Task goal
Transcribe the material below exactly as it appears.

-- Begin Raw data --

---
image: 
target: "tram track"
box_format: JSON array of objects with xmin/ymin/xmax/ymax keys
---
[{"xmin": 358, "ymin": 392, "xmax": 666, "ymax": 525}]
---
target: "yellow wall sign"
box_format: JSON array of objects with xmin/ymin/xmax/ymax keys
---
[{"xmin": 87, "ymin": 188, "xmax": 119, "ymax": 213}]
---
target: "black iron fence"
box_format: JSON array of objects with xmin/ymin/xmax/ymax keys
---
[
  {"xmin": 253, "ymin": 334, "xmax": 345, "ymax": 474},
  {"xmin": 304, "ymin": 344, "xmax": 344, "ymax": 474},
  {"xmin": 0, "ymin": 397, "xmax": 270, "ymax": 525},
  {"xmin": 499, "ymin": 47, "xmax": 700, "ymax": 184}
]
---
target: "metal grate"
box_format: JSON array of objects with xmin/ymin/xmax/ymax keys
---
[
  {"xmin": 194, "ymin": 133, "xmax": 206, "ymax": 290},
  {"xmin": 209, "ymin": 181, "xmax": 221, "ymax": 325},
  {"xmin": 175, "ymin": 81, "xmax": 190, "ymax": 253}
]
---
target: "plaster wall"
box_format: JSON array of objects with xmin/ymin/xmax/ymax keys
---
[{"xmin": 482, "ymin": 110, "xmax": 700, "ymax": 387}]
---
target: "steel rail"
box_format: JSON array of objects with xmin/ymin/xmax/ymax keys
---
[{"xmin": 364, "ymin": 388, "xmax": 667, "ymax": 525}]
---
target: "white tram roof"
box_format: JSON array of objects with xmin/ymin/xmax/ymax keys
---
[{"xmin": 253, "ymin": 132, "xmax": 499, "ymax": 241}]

-- End Raw data --

Final result
---
image: 
target: "tram track"
box_format: JSON array of objects with xmin/ymin/xmax/ymax keys
---
[{"xmin": 358, "ymin": 392, "xmax": 666, "ymax": 525}]
---
target: "yellow wall sign"
box_format: JSON array of objects with xmin/ymin/xmax/ymax keys
---
[{"xmin": 87, "ymin": 188, "xmax": 119, "ymax": 213}]
---
target: "black iron fence"
box_format: JSON array of objects with xmin/ymin/xmax/ymax keys
---
[
  {"xmin": 253, "ymin": 334, "xmax": 345, "ymax": 474},
  {"xmin": 304, "ymin": 344, "xmax": 344, "ymax": 474},
  {"xmin": 0, "ymin": 397, "xmax": 270, "ymax": 525},
  {"xmin": 499, "ymin": 47, "xmax": 700, "ymax": 184}
]
---
target: "metal grate"
box_format: JSON array of objects with xmin/ymin/xmax/ymax keys
---
[
  {"xmin": 194, "ymin": 133, "xmax": 206, "ymax": 290},
  {"xmin": 209, "ymin": 181, "xmax": 221, "ymax": 325},
  {"xmin": 175, "ymin": 81, "xmax": 190, "ymax": 253}
]
---
target: "plaster wall"
box_format: JSON array of objects with xmin/ymin/xmax/ymax keys
---
[{"xmin": 482, "ymin": 110, "xmax": 700, "ymax": 387}]
---
target: "steel rail"
box_format: JSON array of objects with xmin/ymin/xmax/ymax keys
---
[{"xmin": 364, "ymin": 388, "xmax": 667, "ymax": 525}]
---
target: "white tram roof"
box_format: JSON array of objects with xmin/ymin/xmax/ymax keys
---
[{"xmin": 253, "ymin": 132, "xmax": 499, "ymax": 241}]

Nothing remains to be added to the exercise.